- _TASK ITEM_: Each line below should be written out exactly, with none skipped.

- _DATASET EXTRACT_:
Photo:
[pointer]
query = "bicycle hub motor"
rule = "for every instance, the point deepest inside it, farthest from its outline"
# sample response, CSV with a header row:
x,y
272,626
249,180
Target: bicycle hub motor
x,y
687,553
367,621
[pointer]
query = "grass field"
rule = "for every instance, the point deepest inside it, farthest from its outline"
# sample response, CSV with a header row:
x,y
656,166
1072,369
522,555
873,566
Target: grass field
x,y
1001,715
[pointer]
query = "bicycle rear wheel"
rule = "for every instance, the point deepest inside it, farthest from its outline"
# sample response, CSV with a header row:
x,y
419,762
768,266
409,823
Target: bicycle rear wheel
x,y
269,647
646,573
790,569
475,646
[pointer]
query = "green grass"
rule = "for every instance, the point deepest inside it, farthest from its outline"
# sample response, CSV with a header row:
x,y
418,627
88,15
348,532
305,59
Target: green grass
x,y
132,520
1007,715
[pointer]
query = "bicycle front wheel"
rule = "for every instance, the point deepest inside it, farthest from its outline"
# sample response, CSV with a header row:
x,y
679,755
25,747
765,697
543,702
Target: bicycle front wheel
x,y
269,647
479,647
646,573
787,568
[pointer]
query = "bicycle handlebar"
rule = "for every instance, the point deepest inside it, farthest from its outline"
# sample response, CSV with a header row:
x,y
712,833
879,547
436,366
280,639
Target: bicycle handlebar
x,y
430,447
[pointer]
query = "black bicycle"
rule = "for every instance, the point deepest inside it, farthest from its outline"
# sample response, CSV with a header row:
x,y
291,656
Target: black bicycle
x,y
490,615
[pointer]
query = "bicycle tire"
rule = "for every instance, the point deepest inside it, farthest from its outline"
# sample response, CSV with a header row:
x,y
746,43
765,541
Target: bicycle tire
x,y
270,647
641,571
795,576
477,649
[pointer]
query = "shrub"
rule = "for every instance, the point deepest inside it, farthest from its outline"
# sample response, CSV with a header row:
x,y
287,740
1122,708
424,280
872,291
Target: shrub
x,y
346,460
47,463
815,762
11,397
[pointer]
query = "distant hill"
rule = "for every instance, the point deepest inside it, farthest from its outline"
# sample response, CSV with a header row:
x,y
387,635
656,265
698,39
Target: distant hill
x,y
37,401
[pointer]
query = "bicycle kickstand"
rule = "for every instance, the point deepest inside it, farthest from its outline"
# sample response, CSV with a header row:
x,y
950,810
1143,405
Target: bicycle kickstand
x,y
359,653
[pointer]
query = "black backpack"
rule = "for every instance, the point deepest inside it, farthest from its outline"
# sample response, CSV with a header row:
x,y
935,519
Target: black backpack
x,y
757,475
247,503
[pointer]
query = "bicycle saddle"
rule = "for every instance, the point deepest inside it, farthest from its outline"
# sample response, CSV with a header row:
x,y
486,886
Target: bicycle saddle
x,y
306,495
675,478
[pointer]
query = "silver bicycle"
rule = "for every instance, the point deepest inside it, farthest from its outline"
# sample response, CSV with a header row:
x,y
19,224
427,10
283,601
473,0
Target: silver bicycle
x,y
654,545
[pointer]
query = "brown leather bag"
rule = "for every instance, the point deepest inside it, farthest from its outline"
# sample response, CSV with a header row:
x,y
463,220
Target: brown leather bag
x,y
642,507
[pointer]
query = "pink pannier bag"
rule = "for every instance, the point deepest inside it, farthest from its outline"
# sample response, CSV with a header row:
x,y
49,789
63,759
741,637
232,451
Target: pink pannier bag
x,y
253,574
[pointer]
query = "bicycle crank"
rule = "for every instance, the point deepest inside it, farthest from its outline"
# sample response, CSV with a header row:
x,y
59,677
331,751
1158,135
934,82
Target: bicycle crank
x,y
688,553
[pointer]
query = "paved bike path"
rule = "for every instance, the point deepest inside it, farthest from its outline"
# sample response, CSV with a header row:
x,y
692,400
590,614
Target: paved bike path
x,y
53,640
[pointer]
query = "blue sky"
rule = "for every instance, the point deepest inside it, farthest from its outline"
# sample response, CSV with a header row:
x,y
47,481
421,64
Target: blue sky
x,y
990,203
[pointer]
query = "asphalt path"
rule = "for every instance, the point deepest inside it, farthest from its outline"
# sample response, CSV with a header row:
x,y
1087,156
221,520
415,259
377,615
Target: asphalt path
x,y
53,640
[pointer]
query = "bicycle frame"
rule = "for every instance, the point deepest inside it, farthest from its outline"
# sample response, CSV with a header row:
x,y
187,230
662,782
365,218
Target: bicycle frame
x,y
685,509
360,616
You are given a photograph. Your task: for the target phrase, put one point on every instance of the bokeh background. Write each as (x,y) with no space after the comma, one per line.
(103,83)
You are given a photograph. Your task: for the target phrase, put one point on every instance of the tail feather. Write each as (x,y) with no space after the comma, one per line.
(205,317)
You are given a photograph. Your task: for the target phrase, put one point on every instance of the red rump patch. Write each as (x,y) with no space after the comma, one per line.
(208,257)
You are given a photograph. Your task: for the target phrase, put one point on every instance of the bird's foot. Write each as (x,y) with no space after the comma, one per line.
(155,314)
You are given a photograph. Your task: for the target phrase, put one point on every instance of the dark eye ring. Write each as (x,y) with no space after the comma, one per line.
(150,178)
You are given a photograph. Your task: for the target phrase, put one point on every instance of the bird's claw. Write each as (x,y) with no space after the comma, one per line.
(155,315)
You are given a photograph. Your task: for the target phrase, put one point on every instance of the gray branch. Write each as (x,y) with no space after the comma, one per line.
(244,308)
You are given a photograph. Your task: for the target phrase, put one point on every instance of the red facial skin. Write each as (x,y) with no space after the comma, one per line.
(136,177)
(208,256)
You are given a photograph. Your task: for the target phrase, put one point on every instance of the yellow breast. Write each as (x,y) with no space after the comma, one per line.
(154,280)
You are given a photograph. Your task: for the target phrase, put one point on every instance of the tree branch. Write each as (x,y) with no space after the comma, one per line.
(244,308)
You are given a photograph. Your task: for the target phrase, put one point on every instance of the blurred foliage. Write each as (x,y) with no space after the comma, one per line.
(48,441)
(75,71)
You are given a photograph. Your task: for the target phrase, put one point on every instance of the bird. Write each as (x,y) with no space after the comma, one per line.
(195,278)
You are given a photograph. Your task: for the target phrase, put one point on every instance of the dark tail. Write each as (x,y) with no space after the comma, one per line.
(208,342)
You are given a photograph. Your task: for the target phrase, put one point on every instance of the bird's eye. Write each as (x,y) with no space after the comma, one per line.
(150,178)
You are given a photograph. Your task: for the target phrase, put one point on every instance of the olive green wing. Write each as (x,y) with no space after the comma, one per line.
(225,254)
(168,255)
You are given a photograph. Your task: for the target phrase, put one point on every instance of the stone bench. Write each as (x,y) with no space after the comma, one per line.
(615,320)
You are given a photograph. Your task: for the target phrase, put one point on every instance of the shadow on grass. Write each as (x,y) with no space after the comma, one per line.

- _ANSWER BOX_:
Photo:
[pointer]
query = "bicycle hub motor"
rule = "for every instance, the point deepest inside it, farthest from its outline"
# sample response, CSV with a header row:
x,y
272,626
249,180
Target: bicycle hub motor
x,y
687,553
367,621
[pointer]
query = "grass field"
rule = "for every instance, the point deepest inside it, farthest from its outline"
# sample response, CSV with a header row:
x,y
656,166
1072,369
522,555
873,566
Target: grass field
x,y
1001,715
[pointer]
query = "bicycle rear wheel"
rule = "for every instance, the point deepest inside it, farthest from its outline"
# sample response, CSV with a header row:
x,y
419,762
768,266
409,823
Target: bicycle rear wheel
x,y
269,647
646,573
790,569
475,646
[pointer]
query = "green grass"
rule = "for every instance, the point deepest inside it, farthest from its outline"
# sample response, CSV with a header row:
x,y
418,627
88,15
348,532
305,59
Target: green grass
x,y
132,520
1007,715
[pointer]
query = "bicycle front wheel"
rule = "for every instance, the point deepest inside it, farthest from its outline"
# sample response, CSV with a header row:
x,y
679,755
25,747
765,697
543,702
Target: bicycle front wheel
x,y
269,647
479,647
646,573
787,568
[pointer]
query = "bicycle handlebar"
rule = "for every instance, the point deepest inside it, farthest from its outline"
# sample response, CSV with a header row:
x,y
712,833
879,547
436,366
280,639
Target: bicycle handlebar
x,y
430,447
[pointer]
query = "black bicycle"
rule = "for every instance, the point deepest inside it, farthest from its outline"
# sample response, CSV with a header row:
x,y
291,656
Target: black bicycle
x,y
490,615
[pointer]
query = "bicycle tire"
rule = "for every instance, the point deepest inside it, farthest from its outline"
# sample response, CSV with a header row:
x,y
746,43
765,541
Target: bicycle tire
x,y
270,647
641,571
795,576
477,649
[pointer]
query = "shrub"
rule = "for every instance, the point deepest inside it, farthest from its outline"
# sample response, CSV with a header row:
x,y
287,740
1122,708
424,280
872,291
Target: shrub
x,y
346,460
47,463
815,762
11,397
[pointer]
query = "distant hill"
rule = "for every instance, the point deepest inside it, farthest from its outline"
# sample response, CSV with a header row:
x,y
387,635
656,265
698,39
Target: distant hill
x,y
37,401
[pointer]
query = "bicycle kickstand"
rule = "for every instance, the point deepest inside it, farthest from its outline"
# sample response, CSV with a header row:
x,y
950,810
1143,405
Target: bicycle kickstand
x,y
359,653
[pointer]
query = "black backpack"
rule = "for every instance, the point deepest inside it, farthest from its outline"
# sample response, CSV with a header row:
x,y
935,519
Target: black backpack
x,y
757,475
247,503
[pointer]
query = "bicycle saddle"
rule = "for every instance, the point deepest inside it, farthest from its outline"
# sample response, CSV with a header row:
x,y
486,886
Target: bicycle saddle
x,y
306,495
675,478
[pointer]
query = "silver bicycle"
rule = "for every instance, the point deepest inside it, farthest from its outline"
# sample response, CSV with a header row:
x,y
19,224
427,10
283,601
473,0
Target: silver bicycle
x,y
654,545
[pointer]
query = "brown leather bag"
rule = "for every instance, the point deepest inside it, farthest from its outline"
# sample response, CSV with a header row:
x,y
463,220
Target: brown leather bag
x,y
642,507
[pointer]
query = "pink pannier bag"
rule = "for every instance, the point deepest inside it, farthest from its outline"
# sample response, CSV with a header row:
x,y
49,789
63,759
741,637
232,451
Target: pink pannier bag
x,y
253,574
[pointer]
query = "bicycle crank"
rule = "for every instance, the point deepest inside it, farthest from its outline"
# sample response, CSV with a header row:
x,y
59,677
331,751
1158,135
934,82
Target: bicycle crank
x,y
688,553
[pointer]
query = "paved bike path"
rule = "for every instance, the point deepest inside it, farthest from its outline"
# sample response, CSV with a header row:
x,y
692,400
590,614
Target: paved bike path
x,y
53,640
[pointer]
query = "blue sky"
rule = "for every instance, the point deepest inside it, farthest from its outline"
# sample response, CSV with a header row:
x,y
47,481
421,64
Target: blue sky
x,y
990,203
[pointer]
query = "asphalt path"
rule = "for every instance, the point deepest inside it, farthest from its outline"
# sample response, CSV with a header row:
x,y
1087,156
221,520
415,259
377,615
Target: asphalt path
x,y
53,640
[pointer]
query = "bicycle frame"
rule = "for every instance, the point deepest inside it, farthest from its outline"
# sample response, CSV with a header row:
x,y
187,230
662,782
365,218
Target: bicycle frame
x,y
685,509
360,616
You are given a photograph. Your task: for the target phrase, put one point on every instance of the bokeh background. Write each as (x,y) with no space after the comma, one per line.
(103,83)
You are given a photograph. Your task: for the target phrase, put one point on every instance of the tail feather. Write each as (x,y) with no space after the comma, one per line.
(205,317)
You are given a photograph. Your task: for the target phrase, put one point on every instance of the red rump patch. Write each as (x,y) with no space after the comma, one per line.
(208,257)
You are given a photograph. Your task: for the target phrase, put one point on every instance of the bird's foot. Write each as (x,y) with no space after the comma, one per line.
(155,314)
You are given a photograph. Your task: for the target phrase, put one point on every instance of the dark eye ring. Write each as (x,y) with no space after the comma, one per line.
(150,178)
You are given a photograph. Your task: for the target phrase, put one point on every instance of the bird's claw. Write each as (x,y) with no space after the comma, one per line.
(155,315)
You are given a photograph. Your task: for the target phrase, put one point on every instance of the gray branch. Write each as (x,y) with no space after the comma, one per line.
(244,308)
You are given a photograph. Your task: for the target phrase, put one point on every instance of the red facial skin. Write each as (x,y) with no space after the comma, one per line.
(136,177)
(208,256)
You are given a photograph. Your task: for the target phrase, put one point on every instance of the yellow breast. Write each as (x,y) with no space after the comma, one per line.
(154,280)
You are given a photograph. Your task: for the target phrase, put one point on every instance of the tree branch. Write each as (x,y) with no space after the comma, one per line.
(244,308)
You are given a photograph. Your task: for the target phrase, put one point on every instance of the blurred foliage. Write each as (x,y) with no space after the comma, one per line.
(48,441)
(75,71)
You are given a photograph. Your task: for the target phrase, put one point on every instance of the bird. Write each as (x,y) with no space after the comma, one per line.
(195,278)
You are given a photograph. Your task: for the target phrase, put one point on every instance of the dark tail. Write each as (x,y) with no space after the comma, one per line.
(208,342)
You are given a photograph. Your task: for the target phrase, put one point on every instance of the bird's eye. Write each as (x,y) with no space after the comma, one per line.
(150,178)
You are given a photograph. Your task: for the target phrase, put one point on every instance of the olive green wing. Write each as (x,y) with no space after the comma, one per line.
(225,254)
(168,255)
You are given a photograph. Your task: for the target phrase, put one point on every instance of the stone bench. Write each as (x,y) with no space after the comma, one per line.
(615,320)
You are given a photograph. Your task: for the target phrase, put one point on every instance of the shadow on grass. Write each as (x,y) with no space after the comma, one per line.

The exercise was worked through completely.